§ PASSAGE:
- - -
We are resolved that to the rabbis the Word of God, through the Torah and its prophets, is inviolable. This also is reflected in the Thirteen Principals of Maimonides, Sa'adiah Gaon, and other great Jewish leaders, too numerous to mention here. All further agree that Israel is the First fruits of the Lord's Increase. This comes from Jeremiah:
Jeremiah 2.3 Israel is sacredness unto the Lord, the first-fruits of his increase.
Martin Buber, in his work On Zion, adds to this view:
The world is God's field, the peoples His plantation, Israel his First-Fruits. Just as the tree offers him the giver of the land, the first-fruits every year, so Israel must offer itself to Him as the first-fruits of his World Harvest.
- - -
§ DATA PROVIDED:

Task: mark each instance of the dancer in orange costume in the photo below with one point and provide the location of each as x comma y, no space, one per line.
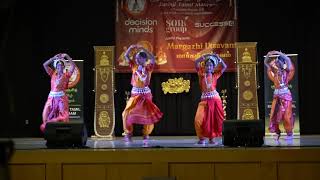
140,109
57,105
- - -
§ WRITTEN TASK:
In the passage on Israel as first-fruits, rewrite the paragraph beginning "We are resolved that to the rabbis" as a short bulleted list that keeps its main facts.

§ ANSWER TO THE TASK:
- For the rabbis, the Word of God, given through the Torah and its prophets, is inviolable.
- This view also appears in the Thirteen Principals of Maimonides, in Sa'adiah Gaon, and in other great Jewish leaders.
- All of them agree that Israel is the First fruits of the Lord's Increase, an idea taken from Jeremiah.